WORK REQUIRED:
What is needed is a verbatim copy of the data, minus the pictures.

DATA EXCERPTS:

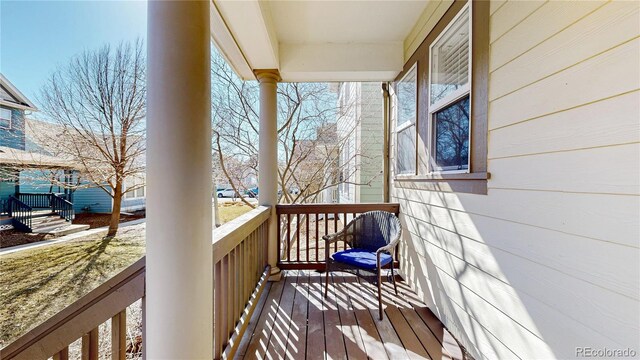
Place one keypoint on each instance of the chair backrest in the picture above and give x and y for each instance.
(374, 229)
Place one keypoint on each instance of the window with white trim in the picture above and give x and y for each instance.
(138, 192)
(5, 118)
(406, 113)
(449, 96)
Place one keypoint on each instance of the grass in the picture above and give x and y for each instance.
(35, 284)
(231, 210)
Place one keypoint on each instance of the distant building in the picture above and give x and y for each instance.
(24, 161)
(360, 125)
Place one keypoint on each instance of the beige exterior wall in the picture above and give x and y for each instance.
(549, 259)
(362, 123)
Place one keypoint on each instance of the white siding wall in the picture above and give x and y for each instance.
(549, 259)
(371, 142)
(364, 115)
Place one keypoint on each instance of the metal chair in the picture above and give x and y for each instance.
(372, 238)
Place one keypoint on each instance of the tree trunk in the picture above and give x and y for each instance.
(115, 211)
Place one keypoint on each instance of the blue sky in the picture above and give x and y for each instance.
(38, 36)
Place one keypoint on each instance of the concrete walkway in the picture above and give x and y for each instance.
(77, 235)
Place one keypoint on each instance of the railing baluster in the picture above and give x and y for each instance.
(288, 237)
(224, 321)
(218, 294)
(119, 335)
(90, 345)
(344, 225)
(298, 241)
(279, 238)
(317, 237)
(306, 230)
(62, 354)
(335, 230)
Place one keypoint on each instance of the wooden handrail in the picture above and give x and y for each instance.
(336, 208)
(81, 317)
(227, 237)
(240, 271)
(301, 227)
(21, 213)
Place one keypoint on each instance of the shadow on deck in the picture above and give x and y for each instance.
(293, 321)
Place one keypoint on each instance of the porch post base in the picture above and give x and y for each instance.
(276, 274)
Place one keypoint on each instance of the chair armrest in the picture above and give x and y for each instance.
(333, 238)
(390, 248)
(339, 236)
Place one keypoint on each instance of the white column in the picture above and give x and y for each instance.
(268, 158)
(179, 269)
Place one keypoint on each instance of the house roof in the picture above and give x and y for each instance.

TASK ANSWER:
Place one keypoint on each instance of the chair backrest in the picture above and give x and y for each instance.
(374, 229)
Place one keypoint on each instance of the window with white trim in the picture above and give x and y for each instance.
(138, 192)
(5, 118)
(406, 113)
(449, 96)
Place one keypoint on each instance of the grass in the picture above and give x and y for each instance.
(35, 284)
(231, 210)
Place one keypoint on each instance of the distant building in the picture above and give x and y for each instance.
(24, 161)
(360, 125)
Place one keypoint on each instance of the beige exterior wall in the picture above and give x and y for each instance.
(549, 259)
(362, 123)
Place one keypoint on each instance of the white siding wall in the picture above and give x and y for each instance.
(549, 259)
(371, 142)
(364, 115)
Place one keypoint on each instance of the metal chair in the picture above and give x and y for each instance.
(372, 238)
Place one keypoint on each instance of the tree trunk in the picture above and give x and y for each instance.
(115, 211)
Place one keypoint on each instance of the blue sky in the picture above and give x and y for each instance.
(38, 36)
Place one keypoint on each instance of the concrete walkway in the picture above and give x and y for each instance.
(77, 235)
Place one keypoint on each instance of the railing baluster in the picture above and give x and y for each instance.
(288, 237)
(224, 321)
(218, 294)
(119, 335)
(90, 345)
(344, 225)
(298, 241)
(279, 238)
(317, 237)
(306, 230)
(62, 354)
(335, 230)
Place one keypoint on each instance of the wooden handrail in the picture above and give x and y for each instance.
(336, 208)
(81, 317)
(227, 237)
(240, 271)
(301, 227)
(21, 213)
Place one keypoint on each instance of the shadow on deck in the picture above and give x and y for each instance.
(293, 321)
Place one keypoint on each instance of the porch post base in the picture above and give x and y for each instance.
(276, 274)
Place one keypoint on each instance of the chair armrest in the picture above and give x and y for each instance.
(333, 238)
(390, 248)
(339, 236)
Place one keypoint on each instance of the white column in the picture above and give x and y for each instance.
(268, 158)
(179, 269)
Place one keypoint on each instance of the house roof in the picture above and give x and y for each instance.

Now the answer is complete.